[Object location annotation data]

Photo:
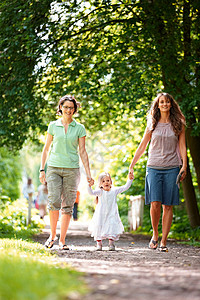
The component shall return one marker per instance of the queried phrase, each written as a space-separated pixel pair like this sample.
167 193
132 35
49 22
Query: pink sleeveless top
163 150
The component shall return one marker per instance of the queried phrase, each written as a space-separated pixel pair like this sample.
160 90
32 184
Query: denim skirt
160 185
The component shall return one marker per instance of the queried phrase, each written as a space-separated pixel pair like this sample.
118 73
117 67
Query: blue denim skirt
160 185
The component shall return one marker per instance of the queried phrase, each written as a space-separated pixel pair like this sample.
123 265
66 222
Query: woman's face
164 104
106 183
67 108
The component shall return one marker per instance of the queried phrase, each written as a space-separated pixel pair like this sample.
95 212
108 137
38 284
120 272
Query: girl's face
164 104
68 108
106 183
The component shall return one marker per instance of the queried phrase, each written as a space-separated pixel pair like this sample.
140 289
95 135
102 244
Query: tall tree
23 26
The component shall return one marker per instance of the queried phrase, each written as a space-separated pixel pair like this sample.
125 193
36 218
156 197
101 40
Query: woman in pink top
167 159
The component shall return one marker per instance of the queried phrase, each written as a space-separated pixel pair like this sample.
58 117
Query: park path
133 271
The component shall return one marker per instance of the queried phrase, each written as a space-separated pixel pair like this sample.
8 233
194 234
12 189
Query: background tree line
113 55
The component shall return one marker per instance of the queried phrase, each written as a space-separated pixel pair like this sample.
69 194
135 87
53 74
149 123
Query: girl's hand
184 173
130 174
90 181
42 177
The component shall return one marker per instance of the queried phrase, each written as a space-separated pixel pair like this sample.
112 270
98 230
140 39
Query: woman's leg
166 223
54 216
65 219
155 212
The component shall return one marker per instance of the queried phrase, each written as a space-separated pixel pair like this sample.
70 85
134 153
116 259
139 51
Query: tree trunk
193 143
190 200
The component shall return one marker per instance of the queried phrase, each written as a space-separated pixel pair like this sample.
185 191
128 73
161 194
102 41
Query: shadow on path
133 271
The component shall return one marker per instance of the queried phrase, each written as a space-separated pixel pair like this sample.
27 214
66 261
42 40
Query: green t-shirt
64 151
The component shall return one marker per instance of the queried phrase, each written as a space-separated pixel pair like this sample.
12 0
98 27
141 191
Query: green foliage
22 31
111 55
13 217
10 174
28 271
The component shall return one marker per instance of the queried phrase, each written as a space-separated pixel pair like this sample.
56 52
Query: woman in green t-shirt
63 174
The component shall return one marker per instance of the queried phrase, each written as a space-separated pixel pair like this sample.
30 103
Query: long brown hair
176 116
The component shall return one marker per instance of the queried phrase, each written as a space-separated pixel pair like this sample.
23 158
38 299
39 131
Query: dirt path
133 271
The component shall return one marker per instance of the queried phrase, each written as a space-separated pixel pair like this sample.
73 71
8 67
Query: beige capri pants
62 184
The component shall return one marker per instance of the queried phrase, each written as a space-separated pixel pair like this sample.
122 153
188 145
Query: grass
28 271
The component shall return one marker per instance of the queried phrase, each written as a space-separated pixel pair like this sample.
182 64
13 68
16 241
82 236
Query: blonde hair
176 117
101 176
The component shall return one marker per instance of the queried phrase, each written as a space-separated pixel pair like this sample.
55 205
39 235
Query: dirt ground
133 271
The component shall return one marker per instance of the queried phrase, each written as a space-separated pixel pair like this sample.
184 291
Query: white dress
106 223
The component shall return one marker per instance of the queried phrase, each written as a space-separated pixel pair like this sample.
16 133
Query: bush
13 217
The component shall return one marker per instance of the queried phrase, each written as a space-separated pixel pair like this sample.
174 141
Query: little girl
106 223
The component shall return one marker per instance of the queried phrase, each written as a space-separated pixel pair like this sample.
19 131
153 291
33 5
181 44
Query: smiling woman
63 175
166 131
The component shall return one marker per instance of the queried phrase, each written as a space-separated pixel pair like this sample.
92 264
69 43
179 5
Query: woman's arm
183 153
141 149
85 160
45 152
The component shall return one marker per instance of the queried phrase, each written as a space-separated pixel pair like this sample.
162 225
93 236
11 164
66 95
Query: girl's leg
99 245
65 219
166 223
111 245
155 212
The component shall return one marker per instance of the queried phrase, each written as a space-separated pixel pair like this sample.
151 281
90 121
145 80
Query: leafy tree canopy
113 55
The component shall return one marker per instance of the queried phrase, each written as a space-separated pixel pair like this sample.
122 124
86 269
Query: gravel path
133 271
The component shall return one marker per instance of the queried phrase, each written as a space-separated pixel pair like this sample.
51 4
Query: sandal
49 242
155 243
63 246
163 249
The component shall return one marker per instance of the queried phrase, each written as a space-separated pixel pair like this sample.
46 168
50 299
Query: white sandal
63 246
50 242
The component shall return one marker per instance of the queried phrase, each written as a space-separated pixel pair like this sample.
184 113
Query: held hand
183 174
90 181
42 177
130 174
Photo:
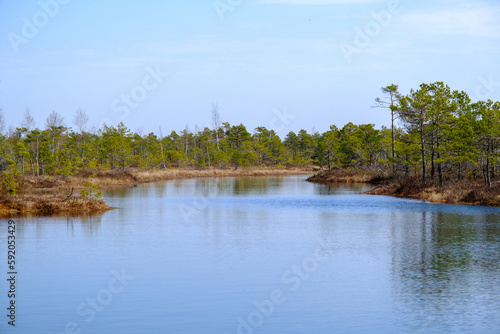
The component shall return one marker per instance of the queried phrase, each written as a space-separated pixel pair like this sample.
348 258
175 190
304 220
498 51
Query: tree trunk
393 144
440 166
422 144
488 176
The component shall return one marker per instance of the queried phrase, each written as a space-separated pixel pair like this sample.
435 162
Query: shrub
91 191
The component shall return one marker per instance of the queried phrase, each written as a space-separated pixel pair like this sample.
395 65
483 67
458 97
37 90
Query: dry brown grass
373 176
472 192
49 204
113 178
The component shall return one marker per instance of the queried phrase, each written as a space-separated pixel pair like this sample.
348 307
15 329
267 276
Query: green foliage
9 181
91 191
440 130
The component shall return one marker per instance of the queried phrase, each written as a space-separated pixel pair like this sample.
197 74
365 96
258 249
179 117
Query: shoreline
463 192
48 195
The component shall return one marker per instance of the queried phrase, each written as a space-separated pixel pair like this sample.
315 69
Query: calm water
257 255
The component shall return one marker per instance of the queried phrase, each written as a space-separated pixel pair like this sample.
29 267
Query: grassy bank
49 194
372 176
471 192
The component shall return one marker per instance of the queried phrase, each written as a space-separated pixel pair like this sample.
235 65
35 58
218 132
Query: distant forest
436 132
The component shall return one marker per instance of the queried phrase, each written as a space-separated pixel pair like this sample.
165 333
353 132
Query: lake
257 255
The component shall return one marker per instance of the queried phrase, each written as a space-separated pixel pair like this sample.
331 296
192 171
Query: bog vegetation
437 133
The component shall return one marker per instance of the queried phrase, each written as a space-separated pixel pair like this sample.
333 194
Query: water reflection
445 263
396 265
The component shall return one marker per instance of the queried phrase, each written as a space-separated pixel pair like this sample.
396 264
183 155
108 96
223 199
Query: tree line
436 132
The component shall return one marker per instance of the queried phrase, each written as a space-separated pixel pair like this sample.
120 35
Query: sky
283 64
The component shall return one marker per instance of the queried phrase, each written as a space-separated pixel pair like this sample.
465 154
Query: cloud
476 21
316 2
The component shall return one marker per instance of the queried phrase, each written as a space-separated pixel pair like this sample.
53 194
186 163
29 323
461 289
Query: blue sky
257 59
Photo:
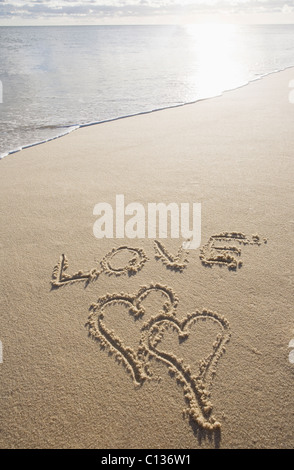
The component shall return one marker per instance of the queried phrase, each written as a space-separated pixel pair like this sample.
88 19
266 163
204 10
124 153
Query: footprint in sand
291 353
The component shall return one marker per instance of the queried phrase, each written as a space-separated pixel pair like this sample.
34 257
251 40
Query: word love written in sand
151 335
210 254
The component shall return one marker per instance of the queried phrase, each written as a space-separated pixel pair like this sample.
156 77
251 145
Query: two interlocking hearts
150 336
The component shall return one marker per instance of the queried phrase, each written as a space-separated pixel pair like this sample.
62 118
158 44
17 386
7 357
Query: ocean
54 79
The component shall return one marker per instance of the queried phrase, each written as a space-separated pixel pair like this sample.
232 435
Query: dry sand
75 377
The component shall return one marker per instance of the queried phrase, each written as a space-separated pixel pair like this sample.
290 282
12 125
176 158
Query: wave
67 129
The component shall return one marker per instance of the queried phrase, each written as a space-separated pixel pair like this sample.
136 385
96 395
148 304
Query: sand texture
141 343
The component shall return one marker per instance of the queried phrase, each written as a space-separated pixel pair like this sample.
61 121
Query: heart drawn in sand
196 386
134 360
150 336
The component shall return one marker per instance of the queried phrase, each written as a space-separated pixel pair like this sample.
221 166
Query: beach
143 346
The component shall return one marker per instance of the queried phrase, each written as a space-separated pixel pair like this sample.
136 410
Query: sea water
57 78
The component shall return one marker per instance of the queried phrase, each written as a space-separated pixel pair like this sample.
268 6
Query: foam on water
58 79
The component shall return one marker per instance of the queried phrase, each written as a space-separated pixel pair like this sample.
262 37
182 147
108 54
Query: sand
131 343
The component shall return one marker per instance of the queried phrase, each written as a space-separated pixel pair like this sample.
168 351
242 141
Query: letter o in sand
111 262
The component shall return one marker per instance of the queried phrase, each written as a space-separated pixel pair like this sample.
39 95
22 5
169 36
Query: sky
46 12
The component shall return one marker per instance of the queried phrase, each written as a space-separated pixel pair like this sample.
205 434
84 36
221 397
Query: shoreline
124 343
75 127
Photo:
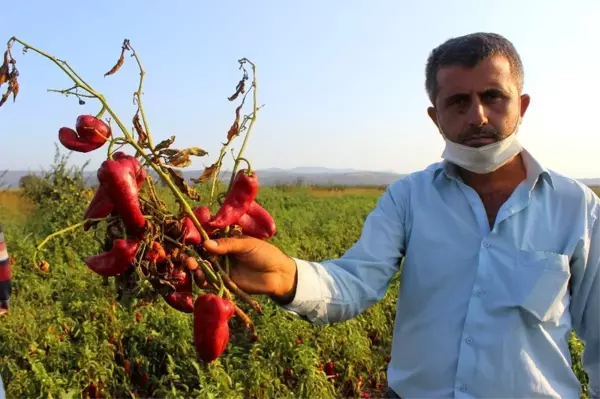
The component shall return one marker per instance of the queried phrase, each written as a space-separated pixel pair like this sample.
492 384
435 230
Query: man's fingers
233 246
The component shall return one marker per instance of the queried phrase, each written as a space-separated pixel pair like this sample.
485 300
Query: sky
342 82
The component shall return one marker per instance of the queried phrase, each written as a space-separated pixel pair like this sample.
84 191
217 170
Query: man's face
478 106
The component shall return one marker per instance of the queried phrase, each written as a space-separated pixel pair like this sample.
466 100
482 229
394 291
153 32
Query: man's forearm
5 275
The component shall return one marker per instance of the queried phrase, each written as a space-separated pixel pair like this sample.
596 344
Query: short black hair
468 51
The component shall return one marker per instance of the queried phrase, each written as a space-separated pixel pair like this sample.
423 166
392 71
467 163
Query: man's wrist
289 293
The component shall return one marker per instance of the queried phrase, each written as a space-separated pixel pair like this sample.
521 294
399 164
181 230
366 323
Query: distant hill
275 176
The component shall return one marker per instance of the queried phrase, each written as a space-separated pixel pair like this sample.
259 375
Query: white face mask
483 159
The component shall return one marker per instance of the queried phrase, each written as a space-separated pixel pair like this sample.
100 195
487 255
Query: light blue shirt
481 313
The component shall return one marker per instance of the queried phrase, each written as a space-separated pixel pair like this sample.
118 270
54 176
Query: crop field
66 335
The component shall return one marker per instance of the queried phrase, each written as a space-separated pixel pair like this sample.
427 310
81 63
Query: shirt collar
534 169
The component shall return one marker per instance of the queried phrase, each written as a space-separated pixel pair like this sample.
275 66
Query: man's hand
257 266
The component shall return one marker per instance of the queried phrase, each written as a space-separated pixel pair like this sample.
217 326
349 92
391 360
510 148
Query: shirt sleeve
585 300
339 289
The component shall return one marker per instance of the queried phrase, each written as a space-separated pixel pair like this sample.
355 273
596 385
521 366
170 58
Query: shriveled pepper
211 328
118 181
257 222
117 260
243 191
182 299
91 133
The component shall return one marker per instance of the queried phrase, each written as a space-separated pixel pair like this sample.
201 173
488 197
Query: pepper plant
150 251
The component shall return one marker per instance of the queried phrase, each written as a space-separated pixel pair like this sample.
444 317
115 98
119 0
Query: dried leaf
4 72
121 60
5 96
239 89
15 89
142 136
234 130
206 175
179 181
168 152
165 143
196 151
180 160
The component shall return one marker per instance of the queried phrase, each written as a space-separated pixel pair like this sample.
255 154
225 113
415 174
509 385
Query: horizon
329 77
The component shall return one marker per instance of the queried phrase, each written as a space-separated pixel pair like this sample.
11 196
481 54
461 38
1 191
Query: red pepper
156 254
115 261
191 235
91 134
257 222
243 191
118 181
92 129
203 215
101 205
182 299
211 328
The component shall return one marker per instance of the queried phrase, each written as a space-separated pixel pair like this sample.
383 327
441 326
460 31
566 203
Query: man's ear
433 115
525 100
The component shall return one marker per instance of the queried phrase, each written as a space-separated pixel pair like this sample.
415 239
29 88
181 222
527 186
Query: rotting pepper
117 260
211 328
243 192
101 205
118 181
257 222
91 133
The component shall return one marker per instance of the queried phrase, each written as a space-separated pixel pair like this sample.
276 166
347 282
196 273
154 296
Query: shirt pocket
543 280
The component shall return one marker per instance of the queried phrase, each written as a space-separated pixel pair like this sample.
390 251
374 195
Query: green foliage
65 336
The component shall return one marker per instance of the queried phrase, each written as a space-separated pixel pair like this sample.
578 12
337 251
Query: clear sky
333 75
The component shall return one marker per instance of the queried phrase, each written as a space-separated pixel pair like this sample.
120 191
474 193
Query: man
501 255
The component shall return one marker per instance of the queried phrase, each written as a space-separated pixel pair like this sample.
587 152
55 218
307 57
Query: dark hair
468 51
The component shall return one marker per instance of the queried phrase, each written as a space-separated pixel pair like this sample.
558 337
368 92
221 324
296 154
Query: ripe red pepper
115 261
92 129
101 205
182 299
91 134
156 254
118 181
203 215
191 235
243 191
211 328
257 222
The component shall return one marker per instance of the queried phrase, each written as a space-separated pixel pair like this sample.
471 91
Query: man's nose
477 115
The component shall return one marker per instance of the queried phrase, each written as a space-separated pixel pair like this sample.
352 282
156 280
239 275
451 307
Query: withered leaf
234 130
168 152
15 89
206 175
239 89
165 143
4 72
196 151
121 60
142 136
180 160
179 181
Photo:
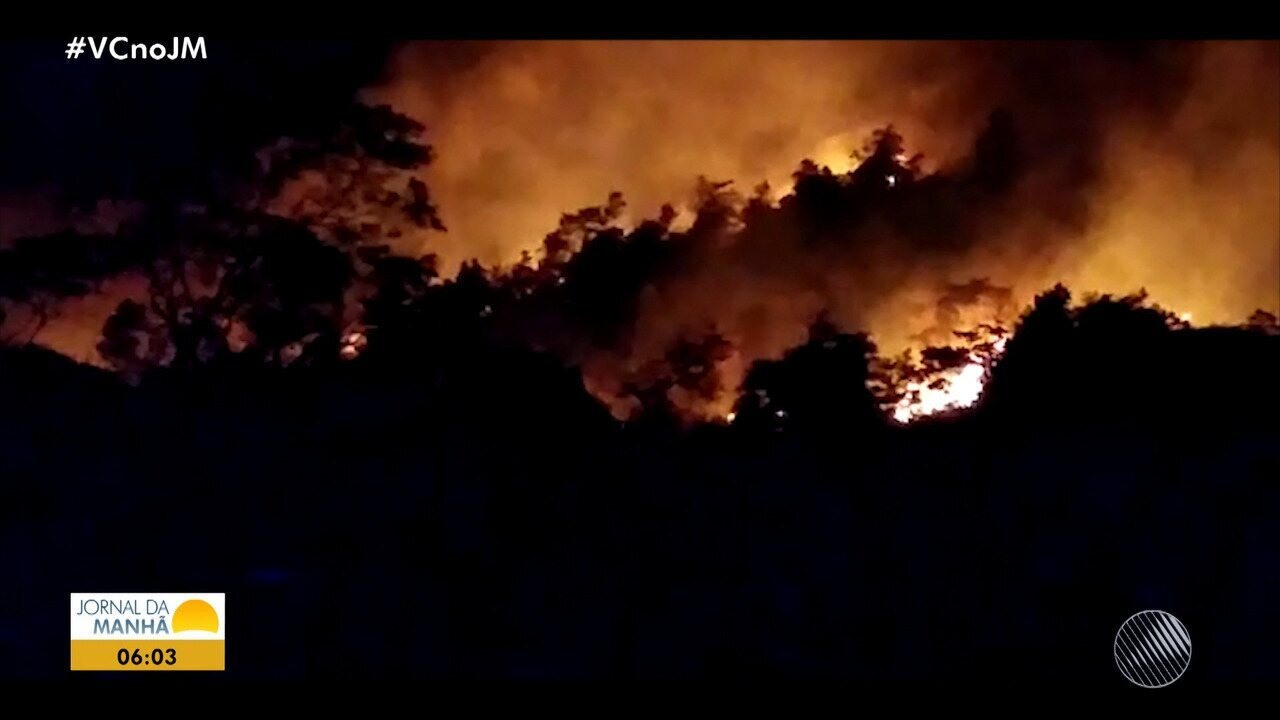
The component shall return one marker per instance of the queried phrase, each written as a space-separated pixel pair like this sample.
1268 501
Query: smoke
1151 165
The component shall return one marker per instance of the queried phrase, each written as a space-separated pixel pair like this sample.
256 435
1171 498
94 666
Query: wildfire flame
954 390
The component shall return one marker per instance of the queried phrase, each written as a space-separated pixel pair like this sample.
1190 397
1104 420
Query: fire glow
954 390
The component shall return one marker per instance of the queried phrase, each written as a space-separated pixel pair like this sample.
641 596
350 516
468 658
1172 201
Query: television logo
1152 648
149 630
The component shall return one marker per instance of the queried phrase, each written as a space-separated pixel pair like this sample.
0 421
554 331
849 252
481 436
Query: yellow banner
136 654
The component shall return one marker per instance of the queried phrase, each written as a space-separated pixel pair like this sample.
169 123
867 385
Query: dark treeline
437 493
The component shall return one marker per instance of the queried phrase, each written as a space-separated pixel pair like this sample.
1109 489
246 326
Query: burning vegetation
316 251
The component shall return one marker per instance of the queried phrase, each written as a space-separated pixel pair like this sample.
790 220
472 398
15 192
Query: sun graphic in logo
195 615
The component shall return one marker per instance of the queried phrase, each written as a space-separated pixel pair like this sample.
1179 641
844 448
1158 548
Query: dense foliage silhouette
451 501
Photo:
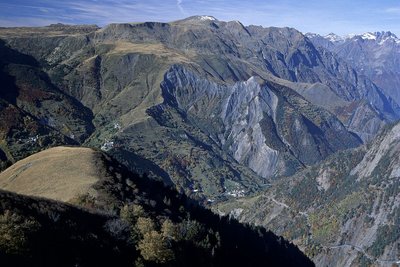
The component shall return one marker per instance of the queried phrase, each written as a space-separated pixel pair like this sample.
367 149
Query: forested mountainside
269 125
110 216
238 105
343 212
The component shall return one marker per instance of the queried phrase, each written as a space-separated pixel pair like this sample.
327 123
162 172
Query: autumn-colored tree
154 247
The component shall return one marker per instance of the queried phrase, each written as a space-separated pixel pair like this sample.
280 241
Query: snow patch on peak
334 38
207 18
369 36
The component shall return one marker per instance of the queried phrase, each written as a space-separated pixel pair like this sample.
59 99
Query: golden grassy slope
60 173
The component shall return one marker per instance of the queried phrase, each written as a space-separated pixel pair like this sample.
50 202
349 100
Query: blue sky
320 16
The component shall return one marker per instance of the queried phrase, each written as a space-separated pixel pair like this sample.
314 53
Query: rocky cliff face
266 127
375 55
345 210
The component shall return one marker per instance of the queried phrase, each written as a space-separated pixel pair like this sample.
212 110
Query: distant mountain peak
378 37
334 37
201 18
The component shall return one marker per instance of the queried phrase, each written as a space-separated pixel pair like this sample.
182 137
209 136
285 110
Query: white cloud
393 10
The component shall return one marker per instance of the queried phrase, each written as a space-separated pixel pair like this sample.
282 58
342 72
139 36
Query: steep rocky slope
123 219
342 212
375 55
142 83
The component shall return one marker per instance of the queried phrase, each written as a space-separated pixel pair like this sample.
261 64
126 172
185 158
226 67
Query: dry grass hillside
60 173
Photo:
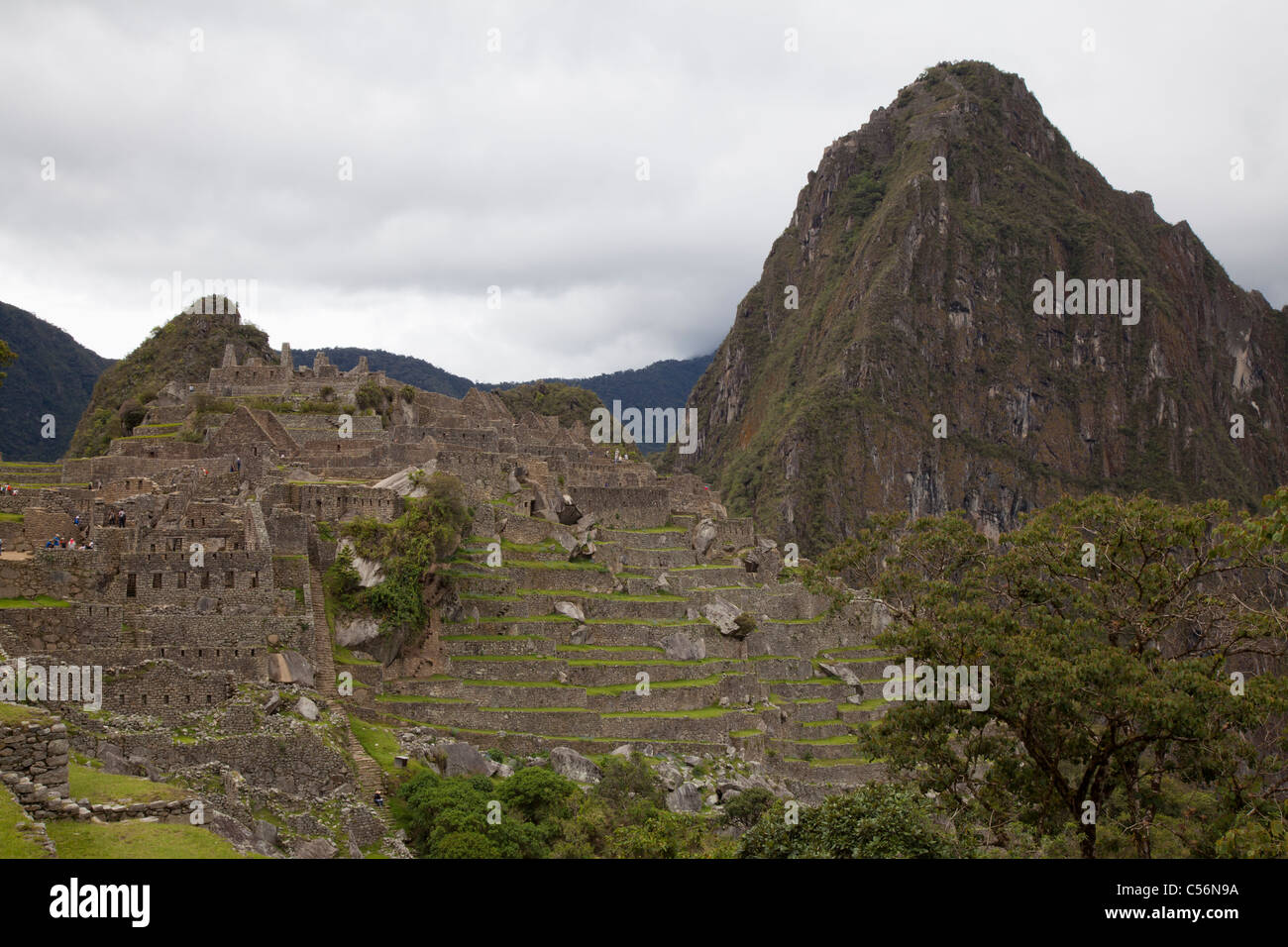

# Aim of the exercise
How many lines in the listing contain the word "slope"? Give only the number.

# Problem solution
2